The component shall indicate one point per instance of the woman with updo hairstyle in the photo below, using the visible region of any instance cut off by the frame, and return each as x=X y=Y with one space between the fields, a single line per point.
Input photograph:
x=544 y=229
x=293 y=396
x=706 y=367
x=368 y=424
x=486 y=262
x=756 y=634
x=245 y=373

========================================================================

Copy the records above word for word, keeping every line exactly as it stands.

The component shall indicate one point per instance of the woman with updo hairstyle in the photo below, using the visible region of any instance cut off by the frame, and return each as x=X y=Y with one space between the fields, a single line per point.
Input photograph:
x=544 y=229
x=293 y=396
x=706 y=367
x=368 y=424
x=486 y=262
x=756 y=634
x=245 y=373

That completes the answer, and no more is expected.